> _TASK PROMPT_: Please continue the passage below on Jesus' healing ministry and church health programs, picking up after its final sentence.

> _EXTRACTED TEXT_:
|---|

In working to connect the ministry of Christ with the needs of these women to design appropriate programs, I draw on the practices of medical anthropology. Medical anthropologists recognize the role of social relations and cultural values in the social reproduction of health behaviors. They examine health as a dynamic interaction between the mind, body, and spirit in cultural contexts. Christianity promotes the value of wholeness and individual connectedness to the whole. This is where the stories of Jesus’ healing come in.
In my reflections of the healing ministry of Jesus, I realized that Jesus extended the healing arts beyond clinical “powers” to bring individuals to awareness of the wholeness of life. He especially reached beyond the mainstream social realm in his healing to link marginal individuals to the community and to more fully experience the Kingdom of God. Christians are called to further Christ’s healing ministry by being open to all who need healing of any sort, particularly to the poor and the socially excluded. We are called to embrace the healing needs of others in our identification with Christ.
In the past, church members did this by visiting the sick and taking “a dish.” In rural areas, they also helped out with farm and household labor tasks. But times have changed. Most people work outside of the home and we send flowers and cards instead of food. And we use electronic prayer chains. But increasingly, churches are engaged in healing activities that address a wide range of health, healing, and wholeness issues. They participate in nutritional programs such as SHARE, WICKS, the Backpack program, MOPS, and TOPS. They donate food to local food pantries and send money for world hunger relief. Churches host aerobic, yoga, Tai Chi, and meditation classes at low costs to members and the community. In some cases, larger churches are hiring parish nurses and staffing free clinics such as the one being organized in Kountze Memorial Lutheran Church about six blocks from Creighton University.

|---|

> _DATA EXCERPT_:
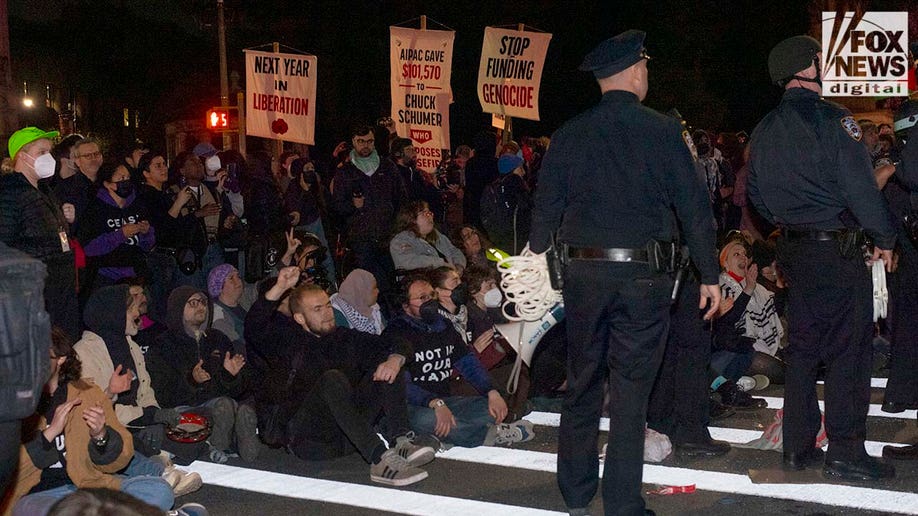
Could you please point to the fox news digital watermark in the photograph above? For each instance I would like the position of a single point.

|---|

> _RESPONSE AREA_:
I believe Jesus meant for us to engage in healing and health issues quite seriously. Medical anthropologists motivated by the teachings of Liberation Theology look deeper to the structural factors in the local economy and society that usually accompany poor health and unhealthy lifestyles. From this perspective, the church is called to recognize the conditions of inequality in our society that contribute to poor health. We are called to engage in non-judgmental care-giving programs that help individuals with few resources to better care for themselves as fully integrated members of our society.
I pray that as Christians, we will integrate Jesus’ healing ministry more fully into our ministry programs. That will mean different things in each community, depending on the needs and the resources available. If we look, we can see people in our communities who need wholeness and healing. And if we open our hearts, we can find some resources to help them more fully experience the Kingdom of God through healthy lifestyles and mutually supportive relationships.